■ **WHAT NEEDS TO BE DONE**: Render the records below as a two-column CSV with the headers instruction and points, one row per record, putting the record's text and its answer each in a single quoted field with line breaks replaced by spaces. Include only the records from the start up to and including the line with "point(224, 359)".

##### RECORDS FOR THIS TASK

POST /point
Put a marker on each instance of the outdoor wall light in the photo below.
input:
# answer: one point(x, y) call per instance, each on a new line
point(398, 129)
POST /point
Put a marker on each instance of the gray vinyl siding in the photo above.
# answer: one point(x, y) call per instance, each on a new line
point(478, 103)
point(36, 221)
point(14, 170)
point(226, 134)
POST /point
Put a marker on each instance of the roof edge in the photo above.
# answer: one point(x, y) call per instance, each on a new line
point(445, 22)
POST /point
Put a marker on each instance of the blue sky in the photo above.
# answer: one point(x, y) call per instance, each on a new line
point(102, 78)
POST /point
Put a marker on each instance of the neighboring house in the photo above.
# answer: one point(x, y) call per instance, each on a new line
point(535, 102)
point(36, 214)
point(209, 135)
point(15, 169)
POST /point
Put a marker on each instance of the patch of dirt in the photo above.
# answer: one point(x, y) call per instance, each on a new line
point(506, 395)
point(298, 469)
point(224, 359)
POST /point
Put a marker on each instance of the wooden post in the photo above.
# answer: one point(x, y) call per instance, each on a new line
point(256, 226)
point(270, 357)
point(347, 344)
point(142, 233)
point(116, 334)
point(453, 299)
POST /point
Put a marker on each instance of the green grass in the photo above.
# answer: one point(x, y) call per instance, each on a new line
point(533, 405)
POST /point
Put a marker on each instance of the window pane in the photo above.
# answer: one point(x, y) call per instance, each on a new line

##########

■ **RESULT OF THIS TASK**:
instruction,points
"POST /point Put a marker on each instance of the outdoor wall light in the photo below. input: # answer: one point(x, y) call per instance, each on a new line","point(398, 129)"
"POST /point Put a marker on each instance of the gray vinyl siding in the photo above. # answer: one point(x, y) call per instance, each on a new line","point(478, 103) point(36, 221) point(14, 170) point(226, 134)"
"POST /point Put a marker on each instance of the roof edge in the photo above. # answer: one point(x, y) call per instance, each on a new line","point(445, 22)"
"POST /point Put a marker on each instance of the blue sky in the photo above. # answer: one point(x, y) call per instance, each on a new line","point(102, 78)"
"POST /point Put a marker on each instance of the neighboring house in the photo above. # answer: one point(x, y) call per instance, each on a new line","point(535, 102) point(36, 214) point(209, 135) point(15, 169)"
"POST /point Put a marker on each instance of the patch of dirt in the photo above. # answer: one point(x, y) call per instance, each on a new line","point(506, 395) point(298, 469) point(224, 359)"